**Work to complete:**
Please reproduce every one of the following records word for word.

**Records provided:**
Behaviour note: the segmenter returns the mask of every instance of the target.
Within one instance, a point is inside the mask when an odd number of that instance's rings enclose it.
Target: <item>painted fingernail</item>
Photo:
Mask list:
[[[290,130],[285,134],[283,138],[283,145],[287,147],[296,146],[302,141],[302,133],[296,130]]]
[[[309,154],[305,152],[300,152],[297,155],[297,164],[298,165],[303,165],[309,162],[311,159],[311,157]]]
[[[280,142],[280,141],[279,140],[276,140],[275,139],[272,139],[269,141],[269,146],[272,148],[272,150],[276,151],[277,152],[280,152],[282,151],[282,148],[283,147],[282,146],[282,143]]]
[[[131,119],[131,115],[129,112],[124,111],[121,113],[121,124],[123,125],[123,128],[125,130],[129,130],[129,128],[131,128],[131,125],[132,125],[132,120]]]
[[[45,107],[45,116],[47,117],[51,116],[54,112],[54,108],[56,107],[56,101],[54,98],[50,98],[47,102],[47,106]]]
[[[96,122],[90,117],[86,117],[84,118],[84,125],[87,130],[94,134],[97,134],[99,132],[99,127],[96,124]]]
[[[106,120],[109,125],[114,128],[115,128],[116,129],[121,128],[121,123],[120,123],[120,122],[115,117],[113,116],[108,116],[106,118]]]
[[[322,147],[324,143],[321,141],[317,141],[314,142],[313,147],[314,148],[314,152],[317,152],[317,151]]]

**Exercise result:**
Behaviour note: the segmenter returns the mask of every instance of the target.
Within one instance, a point is inside the mask when an odd number of that instance's rings enclose it.
Target: <item>painted fingernail</item>
Photo:
Mask list:
[[[290,130],[285,134],[283,138],[283,145],[287,147],[296,146],[302,141],[302,133],[296,130]]]
[[[309,154],[305,152],[300,152],[297,155],[297,164],[298,165],[303,165],[309,162],[311,159],[311,157]]]
[[[280,142],[280,141],[279,140],[276,140],[275,139],[272,139],[269,141],[269,146],[272,148],[272,150],[276,151],[277,152],[280,152],[282,151],[282,148],[283,147],[282,146],[282,143]]]
[[[131,119],[131,115],[129,112],[124,111],[121,113],[121,124],[123,125],[123,128],[125,130],[129,130],[129,128],[131,128],[131,125],[132,125],[132,120]]]
[[[45,107],[45,116],[47,117],[51,116],[54,112],[54,108],[56,107],[56,101],[54,98],[50,98],[47,102],[47,106]]]
[[[96,122],[90,117],[86,117],[84,118],[84,125],[87,130],[94,134],[97,134],[99,132],[99,127],[96,124]]]
[[[106,120],[109,125],[114,128],[115,128],[116,129],[121,128],[121,123],[120,123],[120,122],[115,117],[113,116],[108,116],[106,118]]]
[[[322,147],[324,143],[321,141],[317,141],[314,142],[313,147],[314,148],[314,152],[317,152],[317,151]]]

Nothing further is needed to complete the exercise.